I assume that you mean depth gages when you say "flats". As you know,
the cutters on the chain are angled up, so each time you sharpen the
cutters, they end up a tiny bit lower than they were before. The
non-cutting link between each cutter is there to keep the cutter from
biting deeper than the saw can handle. Each chain size,style has a
recommended depth for the depth gages to be below the cutting teeth.
It's gonna be somewhere between about 20 and 35 thousanths of an
inch. When needed, I file the teeth with a double cut (real fine) flat
file. There are gages for this distance. You should buy one from a
place that sells lots of chain saws so they will know what you are
talking about when you ask for one.
If I don't have a depth gage, I simply find the flatest part of the
chain's bar and lay a flat piece of anything on top of two adjacent
cutters. I look (or measure with an appropriate feeler gage) to see
how far the depth gage is below the flat piece. if the depth gages
need filing down. Try this in a few spots on the chain and you'll see
how much you need to take off. I then file one or two depth gages to
see how many file strokes it will take and file the rest the same amount.
I think that the competitive guys probably run the depth gages a lot
lower than most of us do. They get bigger chips that way but have to
have a real light touch on the saw to keep it from slowing down/ stalling.

Note that the "flats" on the depth gages shouldn't be flat. You should
round off their leading edges.

Having said all that:
The only time my chains get power-sharpened is when I take the saw in
for service. In the woods I hit the cutters with 4 file strokes each
whenever I start to see that I'm getting a little "dust" instead of
"noodles" coming out of the cut. Then, about every third cutter
sharpening I do the depth gages, or if I feel that the saw is requiring
me to push it into the wood.

Heated with wood for 25 years, made maple syrup with wood for 10,
Pete Stanaitis
-----------------------------------------------

TomNie wrote:

Hey guys,
I got the HF chainsaw grinder that Mac recommended - still haven't used it,
but I got it :-) (and I got a 30 ton logsplitter yesterday).

Question: How are you grinding the flats?

I recently saw a Dremel with proprietary attachment but I don't have a
Dremel. I do have a Foredom carving kit.

I got a fantastic chain info site from an earlier post and I'm sure this
has been covered before so be patient. My computer crashed two weeks ago and
I lost everything (please, that's another story).

Activity 1:
Could you print the post on chainsaw depth gages between "Note that the" and "into the wood.", inclusive?
Activity 2:
According to the post on chainsaw depth gages, why does sharpening the cutters eventually make it necessary to file the depth gages down?

Data:
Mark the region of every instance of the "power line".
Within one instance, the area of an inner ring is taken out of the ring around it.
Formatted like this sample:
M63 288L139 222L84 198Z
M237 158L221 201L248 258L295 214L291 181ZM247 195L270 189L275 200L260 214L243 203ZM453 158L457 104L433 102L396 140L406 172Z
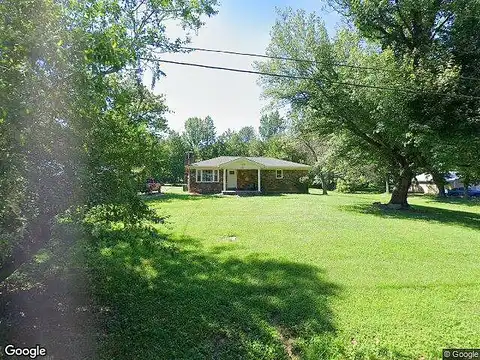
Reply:
M255 71L255 70L246 70L246 69L236 69L236 68L228 68L223 66L213 66L213 65L205 65L205 64L197 64L197 63L190 63L190 62L182 62L182 61L173 61L173 60L162 60L162 59L146 59L148 61L156 61L156 62L163 62L167 64L175 64L175 65L183 65L183 66L191 66L191 67L200 67L204 69L212 69L212 70L223 70L223 71L231 71L237 73L246 73L246 74L255 74L255 75L264 75L264 76L272 76L272 77L280 77L280 78L287 78L287 79L297 79L297 80L316 80L313 77L309 76L298 76L298 75L288 75L288 74L276 74L276 73L269 73L263 71ZM325 80L325 79L324 79ZM329 80L328 80L329 81ZM378 85L367 85L367 84L358 84L358 83L350 83L350 82L342 82L342 81L329 81L331 84L336 85L345 85L345 86L353 86L353 87L360 87L360 88L369 88L369 89L378 89L378 90L388 90L388 91L403 91L406 93L412 94L421 94L421 92L408 89L408 88L395 88L395 87L387 87L387 86L378 86ZM478 96L472 95L464 95L464 94L447 94L447 93L435 93L436 95L442 96L456 96L456 97L465 97L469 99L477 99L480 100Z
M202 52L212 52L212 53L227 54L227 55L258 57L258 58L274 59L274 60L296 61L296 62L304 62L304 63L310 63L310 64L320 63L319 61L316 61L316 60L300 59L300 58L286 57L286 56L263 55L263 54L246 53L246 52L231 51L231 50L206 49L206 48L198 48L198 47L190 47L190 46L180 46L179 48L184 49L184 50L192 50L192 51L202 51ZM392 69L386 69L386 68L381 68L381 67L350 65L350 64L340 63L340 62L333 62L333 63L331 63L331 65L338 66L338 67L346 67L346 68L350 68L350 69L359 69L359 70L372 70L372 71L384 71L384 72L392 72L393 71ZM465 80L480 81L480 78L470 77L470 76L459 76L459 78L465 79Z
M319 61L316 61L316 60L299 59L299 58L292 58L292 57L285 57L285 56L271 56L271 55L255 54L255 53L244 53L244 52L230 51L230 50L206 49L206 48L197 48L197 47L189 47L189 46L181 46L180 49L193 50L193 51L203 51L203 52L213 52L213 53L228 54L228 55L258 57L258 58L264 58L264 59L305 62L305 63L310 63L310 64L319 63ZM349 64L337 63L337 62L332 63L332 65L340 66L340 67L348 67L348 68L353 68L353 69L362 69L362 70L391 71L391 70L384 69L384 68L377 68L377 67L370 67L370 66L360 66L360 65L349 65Z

Written solution 1:
Note that the "flats" on the depth gages shouldn't be flat. You should
round off their leading edges.

Having said all that:
The only time my chains get power-sharpened is when I take the saw in
for service. In the woods I hit the cutters with 4 file strokes each
whenever I start to see that I'm getting a little "dust" instead of
"noodles" coming out of the cut. Then, about every third cutter
sharpening I do the depth gages, or if I feel that the saw is requiring
me to push it into the wood.

Written solution 2:
The cutters are angled up, so each sharpening leaves them a little lower than before. Each chain size and style has a recommended depth for the depth gages below the cutting teeth. The gages have to be filed down to keep that distance.